_Desafio_: Coloque em uma lista numerada as linhas dos registros abaixo, da linha que contém "Where can you see the white crop" até a que contém "point(92, 173)", ambas incluídas. Deixe de fora as linhas em branco.

(Linhas do conjunto de dados de apontamento de objetos)
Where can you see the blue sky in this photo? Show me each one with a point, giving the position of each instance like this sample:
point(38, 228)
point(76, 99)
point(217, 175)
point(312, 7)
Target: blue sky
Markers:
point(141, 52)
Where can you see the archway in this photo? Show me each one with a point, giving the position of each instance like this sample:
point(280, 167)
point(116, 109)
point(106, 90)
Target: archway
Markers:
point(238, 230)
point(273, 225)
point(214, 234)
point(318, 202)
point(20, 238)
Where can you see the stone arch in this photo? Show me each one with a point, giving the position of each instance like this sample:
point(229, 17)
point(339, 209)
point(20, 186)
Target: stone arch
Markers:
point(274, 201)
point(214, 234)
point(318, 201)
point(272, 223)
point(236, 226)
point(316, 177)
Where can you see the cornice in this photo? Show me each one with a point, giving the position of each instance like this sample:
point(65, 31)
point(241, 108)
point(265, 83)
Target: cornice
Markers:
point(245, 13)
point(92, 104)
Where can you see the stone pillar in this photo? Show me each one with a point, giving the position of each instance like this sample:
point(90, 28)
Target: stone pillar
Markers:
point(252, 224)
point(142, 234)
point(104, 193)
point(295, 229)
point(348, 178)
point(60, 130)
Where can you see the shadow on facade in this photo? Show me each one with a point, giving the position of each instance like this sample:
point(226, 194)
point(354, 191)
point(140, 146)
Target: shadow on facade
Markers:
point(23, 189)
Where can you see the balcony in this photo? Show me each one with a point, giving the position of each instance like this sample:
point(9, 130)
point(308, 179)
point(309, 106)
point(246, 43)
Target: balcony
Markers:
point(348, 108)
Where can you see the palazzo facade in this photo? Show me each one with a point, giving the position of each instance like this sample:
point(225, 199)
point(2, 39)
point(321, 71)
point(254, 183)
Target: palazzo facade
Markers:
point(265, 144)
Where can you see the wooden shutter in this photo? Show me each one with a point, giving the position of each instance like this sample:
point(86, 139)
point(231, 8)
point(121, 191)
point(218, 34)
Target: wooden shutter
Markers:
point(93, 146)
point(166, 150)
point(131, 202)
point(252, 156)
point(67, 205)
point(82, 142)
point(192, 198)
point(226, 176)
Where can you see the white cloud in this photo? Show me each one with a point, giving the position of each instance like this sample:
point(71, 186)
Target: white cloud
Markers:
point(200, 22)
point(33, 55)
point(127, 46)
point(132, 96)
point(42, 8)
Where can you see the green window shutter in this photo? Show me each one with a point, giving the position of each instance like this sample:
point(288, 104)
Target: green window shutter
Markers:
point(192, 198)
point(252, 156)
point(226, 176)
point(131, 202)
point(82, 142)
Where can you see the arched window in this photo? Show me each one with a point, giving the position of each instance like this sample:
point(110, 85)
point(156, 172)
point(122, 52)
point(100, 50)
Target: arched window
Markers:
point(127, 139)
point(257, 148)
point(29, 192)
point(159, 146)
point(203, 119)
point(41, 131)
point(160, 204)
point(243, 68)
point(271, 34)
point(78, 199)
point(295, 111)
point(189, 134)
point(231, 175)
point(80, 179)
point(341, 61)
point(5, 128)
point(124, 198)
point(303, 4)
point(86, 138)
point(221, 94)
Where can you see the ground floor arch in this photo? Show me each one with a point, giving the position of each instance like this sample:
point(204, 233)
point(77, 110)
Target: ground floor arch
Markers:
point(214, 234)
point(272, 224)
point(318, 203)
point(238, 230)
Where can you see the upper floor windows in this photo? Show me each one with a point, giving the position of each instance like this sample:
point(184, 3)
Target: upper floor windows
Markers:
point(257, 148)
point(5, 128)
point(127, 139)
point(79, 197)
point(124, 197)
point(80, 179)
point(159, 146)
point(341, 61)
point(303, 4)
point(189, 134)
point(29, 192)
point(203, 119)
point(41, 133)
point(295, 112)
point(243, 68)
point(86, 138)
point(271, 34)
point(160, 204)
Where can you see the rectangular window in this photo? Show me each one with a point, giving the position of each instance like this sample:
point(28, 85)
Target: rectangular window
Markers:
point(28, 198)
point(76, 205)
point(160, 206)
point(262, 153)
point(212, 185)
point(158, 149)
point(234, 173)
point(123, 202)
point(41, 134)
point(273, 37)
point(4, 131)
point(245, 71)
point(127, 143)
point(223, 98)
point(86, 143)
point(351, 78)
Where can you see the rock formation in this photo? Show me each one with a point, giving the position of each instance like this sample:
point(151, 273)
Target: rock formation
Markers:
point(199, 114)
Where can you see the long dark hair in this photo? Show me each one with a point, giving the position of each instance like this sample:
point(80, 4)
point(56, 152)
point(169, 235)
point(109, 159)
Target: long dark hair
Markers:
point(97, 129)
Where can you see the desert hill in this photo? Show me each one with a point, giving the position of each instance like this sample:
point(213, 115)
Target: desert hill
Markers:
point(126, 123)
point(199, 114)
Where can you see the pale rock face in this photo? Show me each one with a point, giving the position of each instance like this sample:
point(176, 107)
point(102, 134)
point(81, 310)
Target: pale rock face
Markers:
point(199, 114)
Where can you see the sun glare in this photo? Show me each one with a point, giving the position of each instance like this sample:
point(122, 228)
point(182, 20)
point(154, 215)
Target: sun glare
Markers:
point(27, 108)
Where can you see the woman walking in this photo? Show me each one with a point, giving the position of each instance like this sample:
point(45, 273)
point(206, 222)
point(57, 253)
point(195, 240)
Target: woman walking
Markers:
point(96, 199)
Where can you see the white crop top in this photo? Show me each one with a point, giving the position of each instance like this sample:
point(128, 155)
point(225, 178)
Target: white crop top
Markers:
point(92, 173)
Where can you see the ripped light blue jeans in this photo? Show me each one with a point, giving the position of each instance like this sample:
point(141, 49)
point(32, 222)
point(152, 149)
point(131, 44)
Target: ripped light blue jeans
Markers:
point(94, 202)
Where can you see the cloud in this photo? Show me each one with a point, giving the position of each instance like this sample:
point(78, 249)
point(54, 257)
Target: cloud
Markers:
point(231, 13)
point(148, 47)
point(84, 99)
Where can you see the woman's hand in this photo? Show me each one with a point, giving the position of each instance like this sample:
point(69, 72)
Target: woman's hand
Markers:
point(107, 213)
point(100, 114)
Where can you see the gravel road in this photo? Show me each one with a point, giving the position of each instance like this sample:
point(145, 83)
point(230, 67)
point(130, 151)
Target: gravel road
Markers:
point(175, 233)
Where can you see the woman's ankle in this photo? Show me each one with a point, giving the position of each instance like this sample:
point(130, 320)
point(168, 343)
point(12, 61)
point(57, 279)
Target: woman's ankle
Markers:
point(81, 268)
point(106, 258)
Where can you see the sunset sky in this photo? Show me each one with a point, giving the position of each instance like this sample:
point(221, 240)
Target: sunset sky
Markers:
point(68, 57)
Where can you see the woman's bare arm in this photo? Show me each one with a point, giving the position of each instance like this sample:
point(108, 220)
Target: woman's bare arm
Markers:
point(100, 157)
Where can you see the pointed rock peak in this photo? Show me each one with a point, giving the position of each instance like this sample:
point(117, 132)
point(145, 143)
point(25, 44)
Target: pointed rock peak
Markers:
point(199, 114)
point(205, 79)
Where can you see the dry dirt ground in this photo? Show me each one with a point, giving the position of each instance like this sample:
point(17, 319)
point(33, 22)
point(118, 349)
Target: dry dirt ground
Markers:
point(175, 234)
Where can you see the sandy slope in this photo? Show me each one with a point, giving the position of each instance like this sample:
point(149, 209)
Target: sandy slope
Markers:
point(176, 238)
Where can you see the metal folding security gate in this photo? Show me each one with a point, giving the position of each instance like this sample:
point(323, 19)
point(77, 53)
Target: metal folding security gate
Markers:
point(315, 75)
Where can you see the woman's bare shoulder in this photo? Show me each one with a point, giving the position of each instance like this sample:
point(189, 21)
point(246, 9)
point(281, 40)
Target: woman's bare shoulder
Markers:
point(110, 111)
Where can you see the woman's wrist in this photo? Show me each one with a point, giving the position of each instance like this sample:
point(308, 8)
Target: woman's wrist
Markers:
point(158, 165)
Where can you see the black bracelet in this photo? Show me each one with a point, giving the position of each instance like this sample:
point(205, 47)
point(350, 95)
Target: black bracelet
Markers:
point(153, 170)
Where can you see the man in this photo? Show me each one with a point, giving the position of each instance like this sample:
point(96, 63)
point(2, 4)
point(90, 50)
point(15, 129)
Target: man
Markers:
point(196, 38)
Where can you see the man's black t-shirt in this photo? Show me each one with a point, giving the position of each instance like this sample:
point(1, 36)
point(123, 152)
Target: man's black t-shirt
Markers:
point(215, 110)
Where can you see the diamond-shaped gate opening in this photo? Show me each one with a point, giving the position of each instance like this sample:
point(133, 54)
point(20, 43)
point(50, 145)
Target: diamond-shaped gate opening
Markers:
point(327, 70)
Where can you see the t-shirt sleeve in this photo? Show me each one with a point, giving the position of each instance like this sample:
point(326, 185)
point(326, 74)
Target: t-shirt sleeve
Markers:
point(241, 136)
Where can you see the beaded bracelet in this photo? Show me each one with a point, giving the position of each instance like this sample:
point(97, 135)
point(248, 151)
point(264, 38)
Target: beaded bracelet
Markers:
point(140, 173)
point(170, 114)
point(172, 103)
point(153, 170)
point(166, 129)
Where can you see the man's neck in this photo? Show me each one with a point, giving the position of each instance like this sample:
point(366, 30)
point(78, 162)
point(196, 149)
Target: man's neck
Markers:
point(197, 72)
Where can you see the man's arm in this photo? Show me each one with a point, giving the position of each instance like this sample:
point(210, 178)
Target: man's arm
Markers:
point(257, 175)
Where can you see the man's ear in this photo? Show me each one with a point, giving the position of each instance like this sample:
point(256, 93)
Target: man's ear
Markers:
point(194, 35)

_Resultado abaixo_:
1. Where can you see the white crop top in this photo? Show me each one with a point, giving the position of each instance like this sample:
2. point(128, 155)
3. point(225, 178)
4. Target: white crop top
5. Markers:
6. point(92, 173)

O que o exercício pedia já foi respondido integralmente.